▸ **PASSAGE**
::::

Understanding Immunization and Care
UIC completed the project Understanding Immunization and Care: COVID-19 Vaccine Info Dissemination in five parts facilitated by our social media platforms: we posted original COVID-19 content, reposted content created by community partners and trusted science communicators, administered a vaccination perceptions survey, hosted fireside chats over Instagram Live, and delivered raffles and care packages. We promoted the entire project through the media of Facebook, Instagram, LinkedIn, and Twitter. Our original content condensed the originally complicated processes of obtaining a vaccine in the so-called tristate area in which we focus our work into easily digestible slides and steps and outlined historical reasons why Indigenous folks in particular may not trust the development of vaccines. We reposted resources from educators such as Johns Hopkins, Just Human Productions, Dr Liz M, and Dr Nini Muñoz that illuminated personal risk evaluation strategies, detailed vaccine development and mechanisms, and myth busted vaccine controversies. We developed a short survey, administered through Instagram Stories and Google Forms, that examines the vaccination attitudes of our community as well as who their trusted sources of information are. The Fireside Chat Series was hosted by Ariel Richer through the Instagram Live platform, and she interviewed five Indigenous healthcare professionals, organizers, and scientists about a variety of topics surrounding the pandemic. Finally, we partnered with Yellow Project to curate a self-care package for Indigenous people living in the continental US that contained traditionally-derived medicines, wellness prompt cards, and PPE.
- Survey: We have 160 survey responses, about 75% of which we believe are unique and human (not bot) entries. These responses were collected over the months of April and May. Of those: 84% were vaccinated at end of May; there was an 80% trust in “the vaccines” with 22% CV; and on average a 3 of 5 positive experience getting a vaccine with 26% CV. We look forward to doing an analysis in the coming weeks to determine how vaccination trust correlates with whether the respondent got the vaccine, and what their experience was getting their vaccination. We will also generate word/phase clusters depicting our respondents’ trusted sources, reasons for trusting the vaccine, and thoughts about their vaccination experiences. These results will be published to our followings on social media. From a preliminary view of the free-form responses, we see an emphasis on: getting vaccinated for the safety of the community, and making a risk evaluation between the knowns and unknowns related to COVID-19 vs vaccines against it. This emphasis is not surprising from what members of our team experience in our own Indigenous communities.
- COVID-19 info landing page
- IG posts and continually updated highlight reels about COVID and vaccines
|Gianna Reza-Ortega | Program Manager of Research + Advocacy | Chiricahua Apache (she/her/ella)
Gianna Reza-Ortega is a queer person with roots in the Chiricahua Apache tribe and Mexico. She is a recent graduate from Massachusetts Institute of Technology with bachelor’s degrees in Biology and Chemical Engineering, where she spent her undergraduate career planning and executing programming in both physical and virtual spaces to build community and raise voices of young adults from marginalized communities. Gianna is passionate about reproductive healthcare and healthcare access for marginalized communities, especially those affected by carceral systems.

::::

▸ **CHECK YOUR UNDERSTANDING**
a – Transcribe the UIC project passage from "- COVID-19 info" to "by carceral systems.".
b – In the UIC project passage, who hosted the Fireside Chat Series on Instagram Live?
The lines after the UIC project passage have no connection to it.

::::

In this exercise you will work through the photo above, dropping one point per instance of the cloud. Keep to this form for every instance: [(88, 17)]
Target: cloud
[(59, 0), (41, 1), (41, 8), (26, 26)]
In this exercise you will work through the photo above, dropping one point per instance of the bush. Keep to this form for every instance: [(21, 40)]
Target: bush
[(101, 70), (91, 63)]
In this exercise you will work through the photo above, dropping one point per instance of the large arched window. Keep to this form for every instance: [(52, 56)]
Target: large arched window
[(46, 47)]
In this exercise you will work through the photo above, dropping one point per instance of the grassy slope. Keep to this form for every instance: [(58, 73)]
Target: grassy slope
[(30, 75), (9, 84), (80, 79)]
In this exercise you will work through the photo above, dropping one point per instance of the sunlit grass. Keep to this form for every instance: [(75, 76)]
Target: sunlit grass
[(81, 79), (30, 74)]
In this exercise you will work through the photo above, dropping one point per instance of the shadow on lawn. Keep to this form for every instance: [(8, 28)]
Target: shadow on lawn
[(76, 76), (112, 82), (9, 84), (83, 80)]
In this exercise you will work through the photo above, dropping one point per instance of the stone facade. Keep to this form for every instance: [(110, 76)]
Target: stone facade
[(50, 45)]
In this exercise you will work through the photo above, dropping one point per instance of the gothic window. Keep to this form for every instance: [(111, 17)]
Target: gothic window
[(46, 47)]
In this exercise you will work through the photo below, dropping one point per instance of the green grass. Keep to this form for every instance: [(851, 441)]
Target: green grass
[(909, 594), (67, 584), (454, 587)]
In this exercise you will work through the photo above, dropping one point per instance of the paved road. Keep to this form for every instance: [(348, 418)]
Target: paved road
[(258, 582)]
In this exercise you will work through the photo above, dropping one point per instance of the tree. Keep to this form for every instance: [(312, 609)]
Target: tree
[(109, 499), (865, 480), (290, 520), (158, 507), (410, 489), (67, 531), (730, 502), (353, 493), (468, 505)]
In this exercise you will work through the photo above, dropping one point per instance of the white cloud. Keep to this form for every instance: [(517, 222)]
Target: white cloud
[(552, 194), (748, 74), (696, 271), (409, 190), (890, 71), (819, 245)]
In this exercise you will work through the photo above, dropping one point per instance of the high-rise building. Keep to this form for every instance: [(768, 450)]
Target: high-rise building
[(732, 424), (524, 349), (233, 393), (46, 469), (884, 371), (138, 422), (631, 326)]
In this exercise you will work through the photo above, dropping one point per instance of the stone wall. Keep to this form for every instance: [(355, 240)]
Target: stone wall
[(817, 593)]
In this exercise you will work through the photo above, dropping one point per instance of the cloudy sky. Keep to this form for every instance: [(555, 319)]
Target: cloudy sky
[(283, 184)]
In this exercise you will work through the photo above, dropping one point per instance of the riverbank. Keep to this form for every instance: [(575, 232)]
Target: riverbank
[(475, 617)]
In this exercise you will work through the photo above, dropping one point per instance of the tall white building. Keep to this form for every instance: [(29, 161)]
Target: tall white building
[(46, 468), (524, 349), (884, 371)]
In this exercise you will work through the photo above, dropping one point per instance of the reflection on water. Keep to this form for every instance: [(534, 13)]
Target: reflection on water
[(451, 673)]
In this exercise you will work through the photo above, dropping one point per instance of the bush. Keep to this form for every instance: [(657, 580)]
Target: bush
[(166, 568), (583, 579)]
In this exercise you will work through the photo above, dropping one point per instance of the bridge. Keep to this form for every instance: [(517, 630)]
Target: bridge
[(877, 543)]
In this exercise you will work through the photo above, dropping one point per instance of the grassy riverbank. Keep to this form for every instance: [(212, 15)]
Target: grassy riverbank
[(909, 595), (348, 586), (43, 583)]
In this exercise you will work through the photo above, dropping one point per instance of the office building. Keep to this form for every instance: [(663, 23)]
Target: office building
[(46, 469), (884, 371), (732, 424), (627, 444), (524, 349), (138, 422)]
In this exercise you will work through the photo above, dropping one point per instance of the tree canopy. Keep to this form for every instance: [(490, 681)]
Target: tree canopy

::::

▸ **EXERCISE RESPONSES**
a –
- COVID-19 info landing page
- IG posts and continually updated highlight reels about COVID and vaccines
|Gianna Reza-Ortega | Program Manager of Research + Advocacy | Chiricahua Apache (she/her/ella)
Gianna Reza-Ortega is a queer person with roots in the Chiricahua Apache tribe and Mexico. She is a recent graduate from Massachusetts Institute of Technology with bachelor’s degrees in Biology and Chemical Engineering, where she spent her undergraduate career planning and executing programming in both physical and virtual spaces to build community and raise voices of young adults from marginalized communities. Gianna is passionate about reproductive healthcare and healthcare access for marginalized communities, especially those affected by carceral systems.

b – Ariel Richer